
Von Volker Mrasek |
    "Wie wenn jemand Honig, ganz festen Honig den Hang heruntergelassen hat."

    Keine Ahnung, was das sein könnte?

    "Manchmal wird's verglichen mit Vulkanströmen, vom Ansehen her."

    Auch jetzt noch nicht?

    "Es ist eigentlich ein Haufen Steine. Diese Ansammlung von Steinen, die manchmal so Fließstrukturen aufweist."

    Na ja, macht nichts! Anderen geht es genauso ...

    "Und dann kamen Wanderer dazu. Und meinten dann: Das gibt's gar nicht! Seit 30 Jahren laufen wir hier herum und haben das noch nie erkannt!"

    Isabelle Roer ist gnädig. Die Geographin löst das Rätsel auf. Es geht hier um sogenannte Blockgletscher. Um dauerhaft gefrorene Schutt- und Eisströme im Hochgebirge, die in Super-Zeitlupe Alpenhänge hinunterkriechen und von denen es eine ganze Menge in der Schweiz gibt. Roer forscht dort, als Wissenschaftliche Mitarbeiterin an der Universität Zürich:

    " Wir haben zum Beispiel viel im Turtmann-Tal gearbeitet. Das ist das direkte Nachbartal von Zermatt. Da finden wir an die 90 Blockgletscher. Die sind jeweils so vielleicht 800 Meter lang, mal einen Kilometer lang, und 300 Meter breit - so, um 'ne Größenordnung zu bekommen." "

    Die großen Alpengletscher wie der Aletsch präsentieren sich dem Betrachter als gewaltige Eisströme. Blockgletschern dagegen sieht man nicht an, dass sie Eis enthalten. Es versteckt sich unter der Oberfläche, in Klüften zwischen den Gesteinsbrocken.

    Was lange unbemerkt blieb: Auch die Schuttströme reagieren auf den Klimawandel, und zwar in einem Ausmaß, wie man es nicht für möglich hielt:

    "Dass sie sich bewegen, war klar. Man kannte das von besser untersuchten Objekten im Engadin, dass sie sich zwischen zehn Zentimetern im Jahr bis 50 Zentimeter im Jahr bewegen."

    " Doch seit den 90er Jahren gleiten die Blockgletscher viel schneller zu Tal. Nahe Zermatt sind es inzwischen zweieinhalb Meter pro Jahr. Im Hitzesommer 2003 rückten die Eis- und Schuttströme sogar bis zu sieben Meter vor, gemessen im Zentrum, wo sie am schnellsten fließen. Selbst Isabelle Roer war überrascht, aber damit erweisen sich nun auch die lange vernachlässigten Blockgletscher als Indikatoren der Klimaerwärmung. Heute sei klar, so Roer,

    ""dass sie eben nicht so träge sind, weil sie ja so schuttbedeckt sind, dass 'ne Temperaturveränderung von außen sehr langsam eindringt. Sondern es zeigte sich, dass sie direkt reagieren."

* AUFGELISTETE ZEILEN
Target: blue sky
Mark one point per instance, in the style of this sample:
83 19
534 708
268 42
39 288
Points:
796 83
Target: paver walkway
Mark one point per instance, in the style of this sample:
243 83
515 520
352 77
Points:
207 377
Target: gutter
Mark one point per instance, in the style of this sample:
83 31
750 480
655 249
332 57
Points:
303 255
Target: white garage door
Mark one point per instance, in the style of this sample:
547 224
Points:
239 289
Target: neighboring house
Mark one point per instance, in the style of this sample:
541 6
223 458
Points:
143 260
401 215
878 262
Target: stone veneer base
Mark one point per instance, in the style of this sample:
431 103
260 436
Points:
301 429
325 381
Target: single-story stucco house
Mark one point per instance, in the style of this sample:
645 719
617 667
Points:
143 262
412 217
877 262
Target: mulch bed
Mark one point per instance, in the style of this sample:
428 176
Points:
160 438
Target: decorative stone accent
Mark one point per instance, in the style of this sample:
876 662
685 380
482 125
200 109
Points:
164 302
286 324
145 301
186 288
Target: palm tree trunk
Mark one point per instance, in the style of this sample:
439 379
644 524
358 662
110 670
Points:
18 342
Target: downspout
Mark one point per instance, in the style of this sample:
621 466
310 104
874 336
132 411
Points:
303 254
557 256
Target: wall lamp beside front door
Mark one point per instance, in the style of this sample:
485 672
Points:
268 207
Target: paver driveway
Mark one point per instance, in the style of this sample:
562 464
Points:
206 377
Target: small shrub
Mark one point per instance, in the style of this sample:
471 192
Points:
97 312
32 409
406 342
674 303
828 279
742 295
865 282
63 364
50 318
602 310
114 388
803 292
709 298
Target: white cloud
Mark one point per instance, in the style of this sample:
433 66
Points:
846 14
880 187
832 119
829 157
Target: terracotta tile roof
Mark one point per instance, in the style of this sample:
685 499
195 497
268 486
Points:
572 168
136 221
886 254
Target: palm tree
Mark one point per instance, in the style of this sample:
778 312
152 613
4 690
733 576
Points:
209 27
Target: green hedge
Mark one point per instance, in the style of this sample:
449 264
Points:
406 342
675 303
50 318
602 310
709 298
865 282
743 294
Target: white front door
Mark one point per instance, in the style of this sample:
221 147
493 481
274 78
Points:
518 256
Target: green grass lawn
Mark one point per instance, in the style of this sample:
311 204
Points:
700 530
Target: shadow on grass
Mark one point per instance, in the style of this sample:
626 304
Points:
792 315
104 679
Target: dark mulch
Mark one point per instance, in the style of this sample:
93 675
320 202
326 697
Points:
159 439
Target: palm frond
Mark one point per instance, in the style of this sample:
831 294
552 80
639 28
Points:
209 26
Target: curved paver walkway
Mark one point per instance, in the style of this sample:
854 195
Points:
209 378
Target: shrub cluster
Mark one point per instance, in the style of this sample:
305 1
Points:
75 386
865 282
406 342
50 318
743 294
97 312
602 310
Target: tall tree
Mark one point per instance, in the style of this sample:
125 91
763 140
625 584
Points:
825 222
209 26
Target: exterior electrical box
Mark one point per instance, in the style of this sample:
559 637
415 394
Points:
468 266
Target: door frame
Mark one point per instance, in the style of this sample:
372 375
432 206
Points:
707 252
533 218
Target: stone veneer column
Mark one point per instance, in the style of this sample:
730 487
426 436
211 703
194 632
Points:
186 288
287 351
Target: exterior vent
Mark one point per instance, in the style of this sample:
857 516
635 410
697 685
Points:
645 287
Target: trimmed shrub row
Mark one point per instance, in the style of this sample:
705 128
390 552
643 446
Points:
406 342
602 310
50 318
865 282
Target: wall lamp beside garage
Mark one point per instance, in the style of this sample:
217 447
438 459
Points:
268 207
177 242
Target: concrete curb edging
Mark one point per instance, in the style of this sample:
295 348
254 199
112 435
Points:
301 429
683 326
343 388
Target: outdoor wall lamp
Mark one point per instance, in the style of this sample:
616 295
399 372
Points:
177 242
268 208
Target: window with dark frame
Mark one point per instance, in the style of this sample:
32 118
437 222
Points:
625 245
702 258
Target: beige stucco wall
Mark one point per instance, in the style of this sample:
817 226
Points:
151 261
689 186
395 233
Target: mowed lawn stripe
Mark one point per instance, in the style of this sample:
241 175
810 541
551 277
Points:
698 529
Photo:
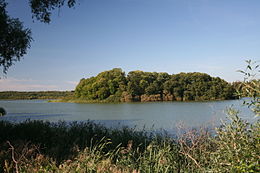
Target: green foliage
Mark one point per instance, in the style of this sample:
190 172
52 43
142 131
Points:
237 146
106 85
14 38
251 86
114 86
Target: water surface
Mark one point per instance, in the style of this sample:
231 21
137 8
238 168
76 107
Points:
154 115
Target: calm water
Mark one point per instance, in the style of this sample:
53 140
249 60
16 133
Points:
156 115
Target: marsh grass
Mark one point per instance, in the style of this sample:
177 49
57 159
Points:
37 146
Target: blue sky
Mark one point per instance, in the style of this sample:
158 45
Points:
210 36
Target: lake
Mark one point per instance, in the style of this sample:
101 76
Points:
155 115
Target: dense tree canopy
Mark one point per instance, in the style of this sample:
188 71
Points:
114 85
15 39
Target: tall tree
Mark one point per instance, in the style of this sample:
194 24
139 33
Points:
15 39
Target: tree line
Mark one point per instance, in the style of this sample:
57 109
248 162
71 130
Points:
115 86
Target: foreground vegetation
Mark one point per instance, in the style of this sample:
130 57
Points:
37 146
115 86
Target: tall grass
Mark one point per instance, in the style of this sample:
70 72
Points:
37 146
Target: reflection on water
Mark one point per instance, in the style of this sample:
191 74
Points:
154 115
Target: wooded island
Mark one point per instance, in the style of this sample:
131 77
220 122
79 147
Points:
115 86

* AUFGABEN
1. Fasse den Text über Blockgletscher in zwei Sätzen zusammen.
2. Wie viele Blockgletscher gibt es laut dem Text über Blockgletscher im Turtmann-Tal?
3. Gib den Text über Blockgletscher zwischen „Keine Ahnung, was“ und „es genauso ...“ einschließlich wieder und benenne dabei „Vulkanströmen“ in „Lavaströmen“ um.

* ERGEBNISSE JE AUFGABE
1. Blockgletscher sind dauerhaft gefrorene Schutt- und Eisströme im Hochgebirge, die in Super-Zeitlupe Alpenhänge hinunterkriechen und ihr Eis unter der Oberfläche in Klüften zwischen den Gesteinsbrocken verbergen. Seit den 90er Jahren gleiten sie viel schneller zu Tal, nahe Zermatt inzwischen zweieinhalb Meter pro Jahr, und erweisen sich damit als Indikatoren der Klimaerwärmung.

2. An die 90.

3.
Keine Ahnung, was das sein könnte?

    "Manchmal wird's verglichen mit Lavaströmen, vom Ansehen her."

    Auch jetzt noch nicht?

    "Es ist eigentlich ein Haufen Steine. Diese Ansammlung von Steinen, die manchmal so Fließstrukturen aufweist."

    Na ja, macht nichts! Anderen geht es genauso ...